### Objective
Can you reproduce every one of the records below word for word, omitting the pictures?

### Supplied material
-=-=-

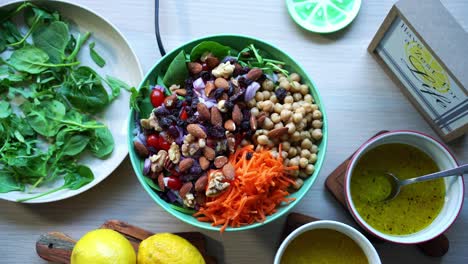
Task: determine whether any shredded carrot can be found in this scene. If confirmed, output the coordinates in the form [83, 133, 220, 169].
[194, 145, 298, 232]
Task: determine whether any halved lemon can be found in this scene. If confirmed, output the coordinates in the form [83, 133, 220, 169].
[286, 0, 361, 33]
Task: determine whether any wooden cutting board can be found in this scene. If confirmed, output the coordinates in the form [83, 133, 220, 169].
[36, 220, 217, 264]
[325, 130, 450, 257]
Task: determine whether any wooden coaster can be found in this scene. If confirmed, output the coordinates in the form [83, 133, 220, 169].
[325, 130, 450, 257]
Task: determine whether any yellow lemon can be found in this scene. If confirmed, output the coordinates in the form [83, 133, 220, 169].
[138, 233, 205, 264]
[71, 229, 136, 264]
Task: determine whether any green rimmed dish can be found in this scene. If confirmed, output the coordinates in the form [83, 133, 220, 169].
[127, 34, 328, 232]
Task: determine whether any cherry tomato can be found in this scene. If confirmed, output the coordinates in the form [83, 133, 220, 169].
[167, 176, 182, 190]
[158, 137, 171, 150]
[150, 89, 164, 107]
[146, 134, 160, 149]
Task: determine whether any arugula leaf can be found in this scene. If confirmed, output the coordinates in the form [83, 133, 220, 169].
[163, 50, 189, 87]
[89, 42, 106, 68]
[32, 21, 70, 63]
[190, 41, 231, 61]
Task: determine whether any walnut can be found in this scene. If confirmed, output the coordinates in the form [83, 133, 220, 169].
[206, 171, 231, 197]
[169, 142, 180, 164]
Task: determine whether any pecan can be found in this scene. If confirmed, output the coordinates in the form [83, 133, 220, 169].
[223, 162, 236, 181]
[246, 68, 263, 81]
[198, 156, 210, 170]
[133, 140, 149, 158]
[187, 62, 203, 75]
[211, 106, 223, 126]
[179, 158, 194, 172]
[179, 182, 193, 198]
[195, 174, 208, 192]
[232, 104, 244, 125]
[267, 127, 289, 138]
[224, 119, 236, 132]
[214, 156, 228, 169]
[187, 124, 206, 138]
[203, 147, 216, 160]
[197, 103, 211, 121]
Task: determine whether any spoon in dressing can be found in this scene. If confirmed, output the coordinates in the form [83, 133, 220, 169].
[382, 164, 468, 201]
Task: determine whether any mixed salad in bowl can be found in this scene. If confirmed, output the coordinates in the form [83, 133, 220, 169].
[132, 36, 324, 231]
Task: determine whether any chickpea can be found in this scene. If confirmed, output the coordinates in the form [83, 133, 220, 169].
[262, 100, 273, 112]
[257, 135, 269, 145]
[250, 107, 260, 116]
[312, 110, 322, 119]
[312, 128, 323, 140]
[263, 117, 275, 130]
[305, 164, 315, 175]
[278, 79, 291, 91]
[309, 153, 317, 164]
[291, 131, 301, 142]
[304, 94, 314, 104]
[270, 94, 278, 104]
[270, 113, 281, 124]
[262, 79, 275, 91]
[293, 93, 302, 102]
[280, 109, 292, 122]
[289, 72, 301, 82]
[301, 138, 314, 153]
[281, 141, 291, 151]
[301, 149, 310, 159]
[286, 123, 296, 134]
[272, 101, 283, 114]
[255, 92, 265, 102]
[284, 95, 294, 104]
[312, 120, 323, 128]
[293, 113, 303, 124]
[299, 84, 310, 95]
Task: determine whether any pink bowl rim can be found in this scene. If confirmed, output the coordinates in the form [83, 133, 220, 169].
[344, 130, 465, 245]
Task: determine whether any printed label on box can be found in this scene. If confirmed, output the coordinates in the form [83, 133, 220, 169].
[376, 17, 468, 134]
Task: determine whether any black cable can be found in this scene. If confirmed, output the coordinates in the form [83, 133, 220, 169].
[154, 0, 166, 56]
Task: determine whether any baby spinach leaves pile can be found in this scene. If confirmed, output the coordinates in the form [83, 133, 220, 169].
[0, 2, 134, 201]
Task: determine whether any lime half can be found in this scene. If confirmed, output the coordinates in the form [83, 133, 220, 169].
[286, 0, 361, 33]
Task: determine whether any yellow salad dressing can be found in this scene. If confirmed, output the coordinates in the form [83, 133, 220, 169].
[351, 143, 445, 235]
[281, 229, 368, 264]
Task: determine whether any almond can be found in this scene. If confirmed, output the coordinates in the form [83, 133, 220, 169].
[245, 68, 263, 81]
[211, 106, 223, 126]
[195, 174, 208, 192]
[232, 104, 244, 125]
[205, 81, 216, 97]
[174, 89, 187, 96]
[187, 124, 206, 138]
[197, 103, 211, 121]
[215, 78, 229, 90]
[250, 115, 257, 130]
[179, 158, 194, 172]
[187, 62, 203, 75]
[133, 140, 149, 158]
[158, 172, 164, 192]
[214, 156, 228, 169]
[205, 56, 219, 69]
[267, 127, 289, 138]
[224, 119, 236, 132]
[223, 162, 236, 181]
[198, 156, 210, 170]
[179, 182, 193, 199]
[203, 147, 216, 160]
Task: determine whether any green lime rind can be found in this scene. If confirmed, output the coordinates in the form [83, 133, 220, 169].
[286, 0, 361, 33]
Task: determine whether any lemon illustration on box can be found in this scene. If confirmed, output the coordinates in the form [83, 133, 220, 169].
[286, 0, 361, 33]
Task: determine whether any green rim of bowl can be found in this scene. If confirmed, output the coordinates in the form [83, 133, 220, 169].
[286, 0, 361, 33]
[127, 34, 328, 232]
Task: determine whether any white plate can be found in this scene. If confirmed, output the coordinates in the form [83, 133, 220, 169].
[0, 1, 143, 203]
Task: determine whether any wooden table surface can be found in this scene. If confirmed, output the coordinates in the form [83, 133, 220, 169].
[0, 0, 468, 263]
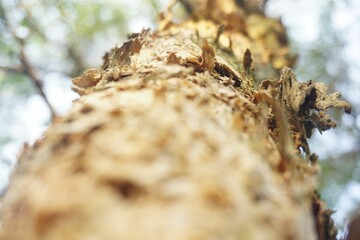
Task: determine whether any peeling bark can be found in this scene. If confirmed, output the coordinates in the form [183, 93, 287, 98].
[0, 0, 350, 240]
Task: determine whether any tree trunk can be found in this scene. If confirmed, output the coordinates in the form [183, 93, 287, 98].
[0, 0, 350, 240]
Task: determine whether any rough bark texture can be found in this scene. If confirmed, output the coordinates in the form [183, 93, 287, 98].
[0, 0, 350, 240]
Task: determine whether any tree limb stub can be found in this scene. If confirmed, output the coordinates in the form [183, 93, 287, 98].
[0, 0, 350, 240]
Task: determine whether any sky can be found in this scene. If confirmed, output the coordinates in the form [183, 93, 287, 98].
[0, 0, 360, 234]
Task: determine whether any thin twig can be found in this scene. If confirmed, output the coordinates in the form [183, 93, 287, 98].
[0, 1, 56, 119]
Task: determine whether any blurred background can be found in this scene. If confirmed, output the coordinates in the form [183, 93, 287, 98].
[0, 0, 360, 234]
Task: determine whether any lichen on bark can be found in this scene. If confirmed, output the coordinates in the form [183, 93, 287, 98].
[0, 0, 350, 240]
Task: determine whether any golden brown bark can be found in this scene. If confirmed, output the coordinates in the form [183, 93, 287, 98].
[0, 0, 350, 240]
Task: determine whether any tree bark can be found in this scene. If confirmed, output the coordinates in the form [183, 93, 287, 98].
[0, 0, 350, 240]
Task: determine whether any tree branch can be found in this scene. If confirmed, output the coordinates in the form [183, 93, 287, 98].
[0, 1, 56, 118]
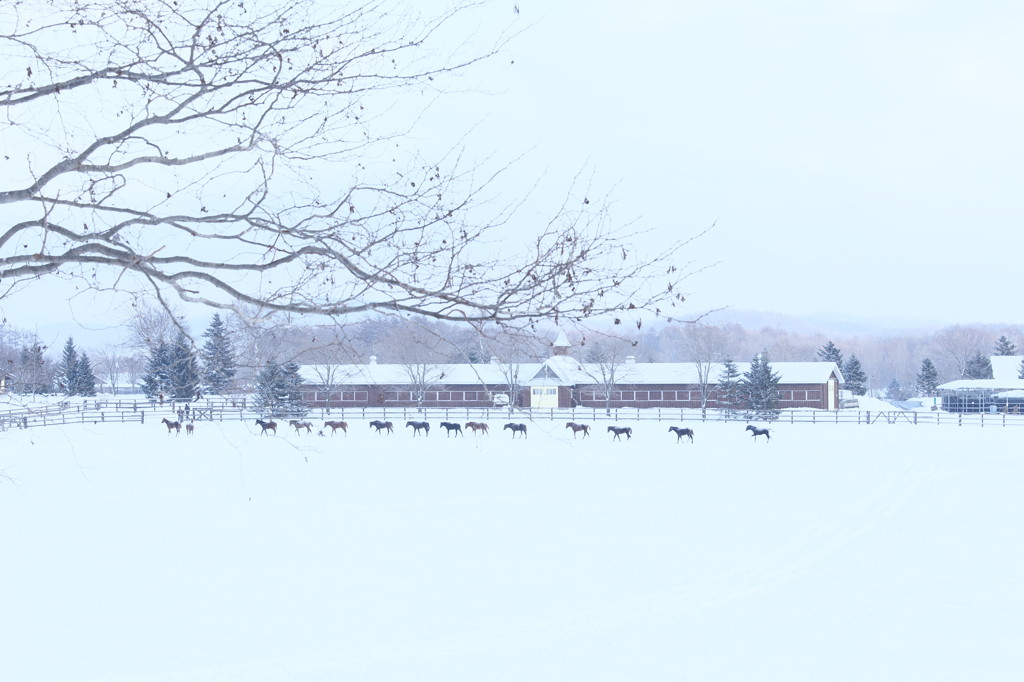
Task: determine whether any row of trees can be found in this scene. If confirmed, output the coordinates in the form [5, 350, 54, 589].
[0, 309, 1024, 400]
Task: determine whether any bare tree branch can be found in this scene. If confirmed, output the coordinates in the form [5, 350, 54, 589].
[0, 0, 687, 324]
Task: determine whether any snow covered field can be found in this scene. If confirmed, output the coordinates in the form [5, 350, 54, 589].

-=-=-

### Result
Task: determine whether any shredded carrot can be found in this scene. If confirmed, output the coordinates in the form [83, 133, 220, 169].
[194, 145, 298, 232]
Task: determine whether any halved lemon can be found in this scene. If confirmed, output the coordinates in the form [83, 133, 220, 169].
[286, 0, 361, 33]
Task: determine whether any wooden cutting board can be found in this scene. If confirmed, output the coordinates in the form [83, 133, 220, 169].
[36, 220, 217, 264]
[325, 130, 450, 257]
Task: determine whether any wooden coaster can be found in this scene. If confirmed, output the coordinates in the form [83, 133, 220, 169].
[325, 130, 450, 257]
Task: determine whether any yellow lemon can be found in this scene. If confirmed, output the coordinates in the form [83, 133, 220, 169].
[138, 233, 205, 264]
[71, 229, 136, 264]
Task: determine whether any green rimmed dish can be found in this scene. If confirmed, output the coordinates in the form [83, 133, 220, 169].
[127, 34, 328, 232]
Task: determine whether any cherry tomato can be found in this scene. If confirmed, output the coordinates in the form [83, 133, 220, 169].
[167, 176, 182, 190]
[158, 137, 171, 150]
[150, 89, 164, 107]
[146, 134, 160, 149]
Task: determine whether any arugula leaf can be found in this scene. If confirmed, output the coordinates in the form [83, 133, 220, 169].
[163, 50, 189, 87]
[89, 42, 106, 68]
[32, 21, 70, 63]
[190, 41, 231, 61]
Task: determine whether any walnut can be found in this scene. If confirmed, output the coordinates in the form [83, 133, 220, 169].
[206, 171, 231, 197]
[169, 142, 180, 164]
Task: determine whether any pecan can be found in this scene. If confirmed, output the coordinates in the form [83, 133, 220, 169].
[223, 162, 236, 181]
[246, 68, 263, 81]
[198, 156, 210, 170]
[133, 140, 149, 158]
[187, 62, 203, 75]
[211, 106, 223, 126]
[179, 158, 194, 172]
[179, 182, 193, 198]
[195, 174, 208, 192]
[232, 104, 244, 125]
[267, 127, 289, 138]
[224, 119, 236, 132]
[214, 156, 228, 169]
[187, 124, 206, 138]
[203, 147, 216, 160]
[197, 103, 211, 121]
Task: determine whether any spoon in dressing can be found in this scene. If confirmed, output the coordinates in the form [83, 133, 220, 169].
[382, 164, 468, 201]
Task: determine whether any mixed salad in bowl can be found in this scene. If confirmed, output the coordinates in the form [83, 133, 220, 169].
[132, 36, 324, 231]
Task: determine whether any chickpea can be found in this scene. If confirmed, output the coordinates in the form [83, 133, 220, 169].
[262, 100, 273, 112]
[257, 135, 269, 145]
[250, 107, 260, 116]
[312, 110, 322, 119]
[312, 128, 323, 140]
[263, 117, 275, 130]
[305, 164, 315, 175]
[278, 79, 291, 91]
[309, 153, 317, 164]
[291, 131, 301, 142]
[304, 94, 314, 104]
[270, 94, 278, 104]
[270, 113, 281, 124]
[262, 79, 275, 91]
[293, 93, 302, 102]
[280, 109, 292, 122]
[289, 72, 301, 82]
[301, 138, 314, 153]
[281, 141, 291, 151]
[301, 149, 310, 159]
[286, 123, 296, 134]
[272, 101, 283, 114]
[255, 92, 265, 102]
[284, 95, 294, 104]
[312, 120, 323, 128]
[293, 113, 303, 124]
[299, 84, 310, 95]
Task: determine whether any pink bowl rim can be found in this scene. If confirmed, output the coordinates in the form [83, 133, 220, 169].
[344, 130, 465, 245]
Task: determine whether any printed label on box can be found in this scene. If confirmed, output the coordinates in the form [83, 133, 220, 169].
[376, 17, 468, 134]
Task: determine whether any black cable can be found in this scene. If confirmed, output the coordinates in the form [83, 133, 220, 169].
[154, 0, 166, 56]
Task: determine whether any baby spinach leaves pile can be found in this scene. If confirmed, output the coordinates in the form [83, 133, 220, 169].
[0, 2, 134, 201]
Task: determine whether any lime half can be found in this scene. If confirmed, output the coordinates in the form [83, 133, 220, 169].
[286, 0, 361, 33]
Task: determine whether any yellow salad dressing can be found in this scene. If confirmed, output the coordinates in the form [83, 133, 220, 169].
[351, 143, 445, 235]
[281, 229, 368, 264]
Task: determine whether any almond can be found in this scene. If confirmed, output the coordinates in the form [83, 133, 220, 169].
[245, 68, 263, 81]
[211, 106, 223, 126]
[195, 174, 208, 192]
[232, 104, 244, 125]
[205, 81, 216, 97]
[174, 89, 187, 96]
[187, 124, 206, 138]
[197, 103, 211, 121]
[215, 78, 229, 90]
[250, 115, 257, 130]
[179, 158, 194, 172]
[187, 62, 203, 75]
[133, 140, 149, 158]
[158, 172, 164, 192]
[214, 156, 228, 169]
[205, 56, 219, 69]
[267, 127, 289, 138]
[224, 119, 236, 132]
[223, 162, 236, 181]
[198, 156, 210, 170]
[179, 182, 193, 199]
[203, 147, 216, 160]
Task: determine whether any green lime rind can be found in this scene. If confirmed, output the coordinates in the form [83, 133, 220, 169].
[286, 0, 361, 33]
Task: determine whether any lemon illustration on box can be found in this scene. If confirmed, output the coordinates in the form [83, 133, 220, 169].
[286, 0, 361, 33]
Task: determine whether any green rim of bowl can be found in this scene. If confirmed, output the coordinates in the form [83, 133, 220, 169].
[286, 0, 361, 33]
[127, 34, 328, 232]
Task: determine whether any white plate can be found in this scene. If confirmed, output the coordinates in the form [83, 133, 220, 169].
[0, 1, 143, 203]
Task: determine whether any wooden table surface can be found in this scene. If confirmed, output the coordinates in the form [83, 133, 220, 169].
[0, 0, 468, 263]
Task: determine whether any peeling bark can be found in this scene. If confirmed, output the coordinates in the form [183, 93, 287, 98].
[0, 0, 350, 240]
Task: determine whether any tree trunk can be found in this scene. If confirmed, output the coordinates in the form [183, 93, 287, 98].
[0, 0, 350, 240]
Task: determine whether any rough bark texture can be found in this scene. If confirmed, output the coordinates in the form [183, 93, 287, 98].
[0, 0, 350, 240]
Task: determine whether any tree limb stub can be found in this scene. If confirmed, output the coordinates in the form [183, 93, 287, 98].
[0, 0, 350, 240]
Task: determine whether any sky can be found in this scene. If confirmed, output the coordinates in the form [183, 93, 287, 98].
[0, 0, 360, 234]
Task: determine whether any thin twig can be found in this scene. If confirmed, output the coordinates in the form [183, 93, 287, 98].
[0, 1, 56, 119]
Task: determine whether any blurred background can be found in this scene. If confirmed, output the coordinates in the form [183, 93, 287, 98].
[0, 0, 360, 234]
Task: determine whether any lichen on bark can be found in this scene. If confirmed, output the coordinates in the form [183, 93, 287, 98].
[0, 0, 350, 240]
Task: determine whether any golden brown bark can be found in this scene. If confirmed, output the coordinates in the form [183, 93, 287, 98].
[0, 0, 350, 240]
Task: determine whether any tree bark can be found in this scene. If confirmed, output the coordinates in the form [183, 93, 287, 98].
[0, 0, 350, 240]
Task: determine whether any tree branch can be found in this scene. If confirmed, output the coordinates in the form [183, 93, 287, 98].
[0, 1, 56, 118]
Task: determine whether any row of trees can be found in this scene. If confirmed, output the coordinates in the form [5, 350, 54, 589].
[0, 309, 1024, 400]
Task: determine whether any bare tree branch can be found in this scene. If confirmed, output the coordinates in the form [5, 350, 54, 589].
[0, 0, 687, 324]
Task: determine whether any snow covered field can be found in this scene. If confirmed, output the coordinates in the form [5, 350, 54, 589].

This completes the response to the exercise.